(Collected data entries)

..............................

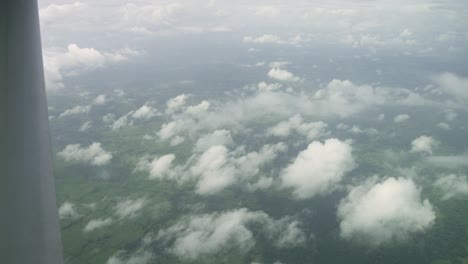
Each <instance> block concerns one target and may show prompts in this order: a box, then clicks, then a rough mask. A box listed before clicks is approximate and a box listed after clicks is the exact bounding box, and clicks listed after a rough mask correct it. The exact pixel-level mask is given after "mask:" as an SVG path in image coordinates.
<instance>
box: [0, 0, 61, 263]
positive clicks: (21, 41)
mask: <svg viewBox="0 0 468 264" xmlns="http://www.w3.org/2000/svg"><path fill="white" fill-rule="evenodd" d="M0 34H1V38H0V60H1V61H0V208H1V211H0V263H7V264H16V263H18V264H23V263H25V264H29V263H34V264H58V263H63V260H62V246H61V241H60V228H59V220H58V213H57V205H56V197H55V189H54V188H55V187H54V178H53V173H52V151H51V144H50V134H49V122H48V111H47V102H46V92H45V84H44V71H43V65H42V52H41V39H40V30H39V16H38V5H37V0H2V1H0Z"/></svg>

..............................

## What the task requires
Every line of the data above is to be set down word for word, with the pictures left out.

## Exercise response
Each <instance> block concerns one target and may show prompts in this order: a box, then clicks, then a rough mask. A box listed before clicks is approximate and a box listed after clicks is the exact bounding box, and clicks listed after a rough mask correct it. The exact pixel-level mask is given after "mask:" as an SVG path in image coordinates.
<instance>
box: [0, 0, 61, 263]
positive clicks: (21, 41)
mask: <svg viewBox="0 0 468 264" xmlns="http://www.w3.org/2000/svg"><path fill="white" fill-rule="evenodd" d="M0 34H1V38H0V60H1V61H0V208H1V211H0V263H7V264H16V263H18V264H23V263H25V264H29V263H34V264H58V263H63V260H62V246H61V241H60V228H59V220H58V213H57V205H56V197H55V189H54V188H55V187H54V178H53V173H52V151H51V144H50V134H49V122H48V111H47V102H46V92H45V84H44V71H43V65H42V52H41V39H40V30H39V16H38V5H37V0H2V1H0Z"/></svg>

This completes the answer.